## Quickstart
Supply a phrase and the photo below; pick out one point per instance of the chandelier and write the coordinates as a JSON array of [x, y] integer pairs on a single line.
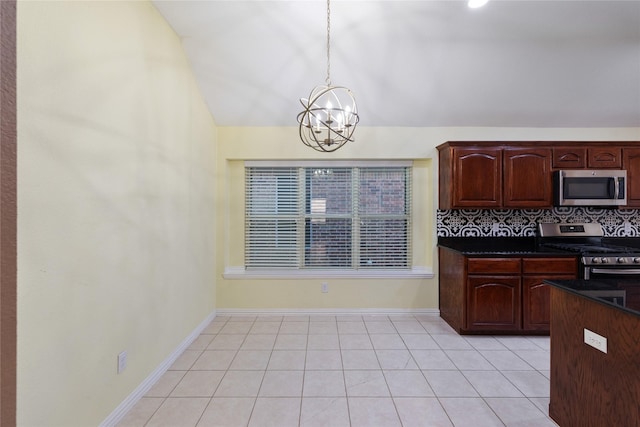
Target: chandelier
[[330, 114]]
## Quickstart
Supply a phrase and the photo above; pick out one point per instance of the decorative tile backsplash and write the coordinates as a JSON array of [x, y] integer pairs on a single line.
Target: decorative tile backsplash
[[523, 222]]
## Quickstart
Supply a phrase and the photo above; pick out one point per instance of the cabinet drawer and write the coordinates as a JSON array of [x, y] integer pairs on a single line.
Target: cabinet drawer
[[609, 157], [549, 265], [569, 158], [493, 265]]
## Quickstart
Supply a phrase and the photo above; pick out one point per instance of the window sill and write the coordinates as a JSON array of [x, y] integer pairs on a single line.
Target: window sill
[[239, 273]]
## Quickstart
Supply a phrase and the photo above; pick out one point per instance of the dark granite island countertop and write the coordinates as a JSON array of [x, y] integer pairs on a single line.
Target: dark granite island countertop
[[620, 294]]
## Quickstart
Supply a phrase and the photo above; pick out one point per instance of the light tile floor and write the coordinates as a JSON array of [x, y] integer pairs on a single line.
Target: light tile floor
[[370, 371]]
◇ ◇ ◇ ◇ ◇
### WHAT YOU ARE ASKED TO DO
If a record contains a picture, leave the picture out and return everything else exactly.

### SOLUTION TO THE PROBLEM
## Quickstart
Supply a phrase and the photo below; pick out one point per instance of the chandelier and write the coordinates as a JSON array of [x, y] integer pairs on a single line.
Target: chandelier
[[330, 114]]
## Quickstart
Supply a phrase and the photo above; pick out one point per instance of the decorative tile backsplash and write the coordinates as a JSON array of [x, y] integer pairs on a single line.
Target: decorative tile backsplash
[[523, 222]]
## Quickstart
Supply a phrase and the photo above; pick out one point per instance of the cabinet drawer and write the coordinates as a JSON array of [x, y] integer pairs on a single line.
Target: cabinet drawer
[[609, 157], [549, 265], [569, 158], [493, 265]]
## Quickstart
Supply a phrase and the photo above; pick out one point per instance of the window sill and write the coordinates as a JSON array of [x, y] integer pairs on a single line.
Target: window sill
[[239, 273]]
## Quickstart
Supply a phrase and the photo above; pick out one point per instance of the dark granite island countertop and write the coordinates as a JSON array of [x, y] integer pairs on a single line.
Target: dark granite island countertop
[[620, 294]]
## Quickstart
Supply a phrase and the photo above; pick out one point per instance of the light tile floor and write the coordinates as a JSON array of [x, y] integer pairs on a single line.
Target: light tile floor
[[370, 371]]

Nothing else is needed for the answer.